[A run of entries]

▬▬▬▬▬▬▬▬▬▬

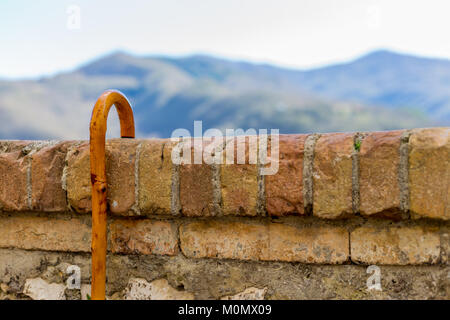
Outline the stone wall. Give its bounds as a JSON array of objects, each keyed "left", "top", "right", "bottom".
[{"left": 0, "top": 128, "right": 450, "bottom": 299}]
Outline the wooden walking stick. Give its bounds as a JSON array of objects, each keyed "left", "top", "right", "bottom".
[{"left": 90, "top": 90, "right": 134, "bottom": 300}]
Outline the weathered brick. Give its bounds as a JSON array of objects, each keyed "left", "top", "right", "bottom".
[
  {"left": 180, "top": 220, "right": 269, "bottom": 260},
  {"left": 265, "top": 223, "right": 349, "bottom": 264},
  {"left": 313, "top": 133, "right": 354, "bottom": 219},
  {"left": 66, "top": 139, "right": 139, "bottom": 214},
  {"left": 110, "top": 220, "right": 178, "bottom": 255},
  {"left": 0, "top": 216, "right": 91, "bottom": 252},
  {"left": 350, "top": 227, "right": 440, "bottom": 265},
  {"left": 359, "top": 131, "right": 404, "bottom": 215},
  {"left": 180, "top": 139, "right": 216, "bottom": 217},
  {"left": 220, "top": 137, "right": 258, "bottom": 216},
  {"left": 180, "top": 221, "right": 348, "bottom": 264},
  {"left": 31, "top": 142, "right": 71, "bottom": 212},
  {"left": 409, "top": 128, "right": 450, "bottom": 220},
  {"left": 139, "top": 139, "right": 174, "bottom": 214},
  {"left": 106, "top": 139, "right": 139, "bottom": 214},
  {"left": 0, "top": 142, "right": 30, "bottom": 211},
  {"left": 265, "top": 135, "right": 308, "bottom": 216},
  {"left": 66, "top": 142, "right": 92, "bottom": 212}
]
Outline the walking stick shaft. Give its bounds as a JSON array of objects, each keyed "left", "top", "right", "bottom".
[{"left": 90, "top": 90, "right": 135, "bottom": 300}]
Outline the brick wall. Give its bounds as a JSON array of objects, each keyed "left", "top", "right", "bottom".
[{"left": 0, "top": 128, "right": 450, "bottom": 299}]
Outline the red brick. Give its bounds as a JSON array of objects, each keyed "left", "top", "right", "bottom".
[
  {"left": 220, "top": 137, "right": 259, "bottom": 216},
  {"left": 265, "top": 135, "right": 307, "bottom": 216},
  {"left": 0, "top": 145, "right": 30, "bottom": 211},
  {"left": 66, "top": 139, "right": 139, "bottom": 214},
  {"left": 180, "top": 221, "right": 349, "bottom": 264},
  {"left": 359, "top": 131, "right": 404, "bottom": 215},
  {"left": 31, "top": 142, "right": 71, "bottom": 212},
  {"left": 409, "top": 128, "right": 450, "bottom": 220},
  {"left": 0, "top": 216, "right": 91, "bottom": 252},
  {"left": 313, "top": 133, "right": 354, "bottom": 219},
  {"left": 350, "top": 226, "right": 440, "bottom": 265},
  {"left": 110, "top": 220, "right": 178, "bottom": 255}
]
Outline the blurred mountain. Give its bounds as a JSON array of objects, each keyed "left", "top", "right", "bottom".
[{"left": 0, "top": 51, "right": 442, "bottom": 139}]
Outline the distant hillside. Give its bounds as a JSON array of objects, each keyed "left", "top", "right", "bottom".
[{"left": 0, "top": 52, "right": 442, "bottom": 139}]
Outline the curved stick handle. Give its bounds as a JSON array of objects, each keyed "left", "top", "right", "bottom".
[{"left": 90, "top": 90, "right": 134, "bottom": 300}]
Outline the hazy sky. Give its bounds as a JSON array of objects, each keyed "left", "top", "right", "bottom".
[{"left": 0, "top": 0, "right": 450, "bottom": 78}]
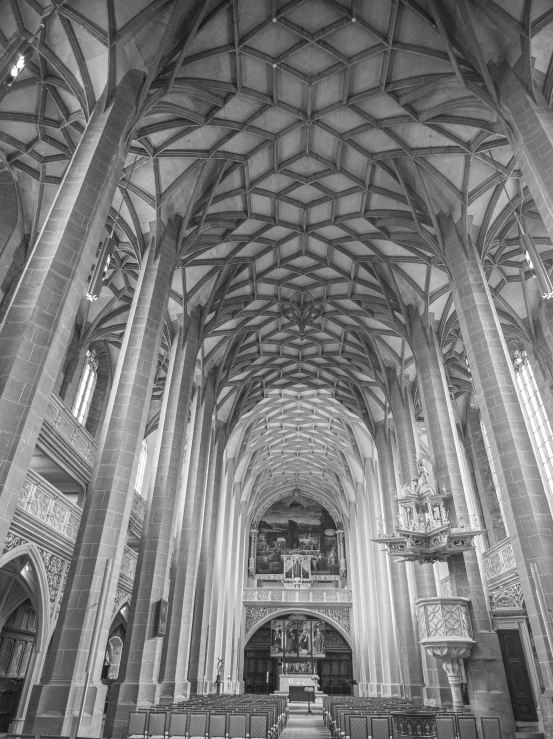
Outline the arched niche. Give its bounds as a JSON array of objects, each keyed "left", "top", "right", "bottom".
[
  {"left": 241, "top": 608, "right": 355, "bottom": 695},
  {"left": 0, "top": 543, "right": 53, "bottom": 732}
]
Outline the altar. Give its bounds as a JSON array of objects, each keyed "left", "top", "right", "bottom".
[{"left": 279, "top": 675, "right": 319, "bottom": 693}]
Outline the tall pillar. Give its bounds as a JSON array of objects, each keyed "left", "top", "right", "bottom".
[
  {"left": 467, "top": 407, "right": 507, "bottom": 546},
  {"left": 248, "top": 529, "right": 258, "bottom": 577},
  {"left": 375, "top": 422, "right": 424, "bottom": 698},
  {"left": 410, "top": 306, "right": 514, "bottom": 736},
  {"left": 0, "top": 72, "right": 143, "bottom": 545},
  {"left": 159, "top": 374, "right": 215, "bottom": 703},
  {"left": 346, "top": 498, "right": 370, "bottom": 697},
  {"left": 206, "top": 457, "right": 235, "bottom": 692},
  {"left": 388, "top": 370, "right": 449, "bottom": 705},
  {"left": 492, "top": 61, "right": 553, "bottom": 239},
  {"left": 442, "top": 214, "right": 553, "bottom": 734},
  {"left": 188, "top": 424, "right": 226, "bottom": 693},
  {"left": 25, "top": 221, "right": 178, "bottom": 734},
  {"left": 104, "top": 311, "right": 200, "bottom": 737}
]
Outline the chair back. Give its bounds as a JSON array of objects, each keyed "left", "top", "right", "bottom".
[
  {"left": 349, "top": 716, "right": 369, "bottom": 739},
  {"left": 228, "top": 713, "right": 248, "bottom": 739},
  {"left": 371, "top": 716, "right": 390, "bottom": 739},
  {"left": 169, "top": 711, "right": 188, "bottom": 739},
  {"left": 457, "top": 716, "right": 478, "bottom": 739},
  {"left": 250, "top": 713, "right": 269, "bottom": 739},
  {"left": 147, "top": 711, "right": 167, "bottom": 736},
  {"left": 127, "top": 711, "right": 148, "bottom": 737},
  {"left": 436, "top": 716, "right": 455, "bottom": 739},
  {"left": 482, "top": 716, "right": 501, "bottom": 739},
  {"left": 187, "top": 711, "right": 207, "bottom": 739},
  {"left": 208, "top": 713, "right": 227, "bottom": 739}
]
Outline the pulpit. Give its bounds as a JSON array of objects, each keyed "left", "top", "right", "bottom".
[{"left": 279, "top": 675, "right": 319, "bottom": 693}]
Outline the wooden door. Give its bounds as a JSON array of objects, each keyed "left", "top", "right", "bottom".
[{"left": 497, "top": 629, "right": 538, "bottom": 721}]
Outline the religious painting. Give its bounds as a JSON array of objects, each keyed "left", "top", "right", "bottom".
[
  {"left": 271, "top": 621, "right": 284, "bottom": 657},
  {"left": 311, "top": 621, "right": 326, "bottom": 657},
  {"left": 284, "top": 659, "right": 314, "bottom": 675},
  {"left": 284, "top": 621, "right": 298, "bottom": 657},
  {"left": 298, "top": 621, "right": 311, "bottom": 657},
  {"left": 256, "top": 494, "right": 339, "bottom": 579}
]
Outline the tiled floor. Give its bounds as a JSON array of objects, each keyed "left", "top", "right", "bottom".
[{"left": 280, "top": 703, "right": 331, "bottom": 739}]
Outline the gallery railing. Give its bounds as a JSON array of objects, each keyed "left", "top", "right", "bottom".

▬▬▬▬▬▬▬▬▬▬

▶ **What is needed**
Report every line of the entries above that contains the word "wooden".

▶ **Solution for this problem**
Outline the wooden walking stick. Give its bounds as a JSON array of objects, each keyed "left", "top", "right", "bottom".
Outline the wooden door. Give its bounds as a JSON array of objects, each keyed "left", "top", "right", "bottom".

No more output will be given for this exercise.